Your reply should contain only the line with "query | wheel arch" and the lines after it through the end of the data, each written out exactly.

(DATASET RECORDS Opens)

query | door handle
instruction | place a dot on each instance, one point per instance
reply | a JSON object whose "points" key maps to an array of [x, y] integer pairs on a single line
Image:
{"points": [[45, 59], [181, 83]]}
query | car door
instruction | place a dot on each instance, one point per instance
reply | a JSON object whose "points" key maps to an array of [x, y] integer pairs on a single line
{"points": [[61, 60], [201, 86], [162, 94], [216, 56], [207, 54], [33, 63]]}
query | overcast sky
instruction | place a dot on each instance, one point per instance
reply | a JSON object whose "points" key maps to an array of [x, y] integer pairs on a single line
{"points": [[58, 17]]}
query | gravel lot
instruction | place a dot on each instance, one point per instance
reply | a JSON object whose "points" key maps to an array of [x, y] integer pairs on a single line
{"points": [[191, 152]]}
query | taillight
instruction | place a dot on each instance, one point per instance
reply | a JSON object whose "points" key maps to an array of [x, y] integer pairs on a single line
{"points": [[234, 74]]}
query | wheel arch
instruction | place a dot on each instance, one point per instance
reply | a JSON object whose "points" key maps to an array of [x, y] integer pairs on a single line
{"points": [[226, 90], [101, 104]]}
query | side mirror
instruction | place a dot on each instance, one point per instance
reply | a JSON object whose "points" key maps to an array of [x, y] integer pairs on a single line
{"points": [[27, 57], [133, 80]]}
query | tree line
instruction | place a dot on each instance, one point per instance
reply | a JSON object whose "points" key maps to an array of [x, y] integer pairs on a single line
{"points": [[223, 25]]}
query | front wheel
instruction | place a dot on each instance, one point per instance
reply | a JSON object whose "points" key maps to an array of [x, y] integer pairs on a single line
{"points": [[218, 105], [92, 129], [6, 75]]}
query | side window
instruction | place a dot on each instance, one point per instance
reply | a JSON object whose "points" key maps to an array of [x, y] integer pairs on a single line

(DATASET RECORDS Closes)

[EXPECTED ANSWER]:
query | wheel arch
instruction | place a dot on each instance, one point per instance
reply | a JSON object whose "points" key maps to an array of [x, y] integer pairs on a single line
{"points": [[226, 90], [101, 104]]}
query | side mirror
instruction | place a dot on each instance, one point per instance
reply | a JSON object whose "points" key maps to an array of [x, y] integer pairs on a single line
{"points": [[27, 57], [133, 80]]}
query | tree line
instruction | place a dot on each instance, one point per instance
reply | a JSON object whose "points" key maps to an array of [x, y] integer pairs on a single line
{"points": [[223, 25]]}
query | front wheel
instruction | place a dot on each instance, one point per instance
reply | a JSON object whose "points" key maps to an array of [x, y] integer pairs on a single line
{"points": [[218, 105], [92, 129], [6, 75]]}
query | side window
instruction | place a dot on each instance, one point per instance
reply | a JSON object whose "points" key maps to an array of [x, y] integer pairs on a single line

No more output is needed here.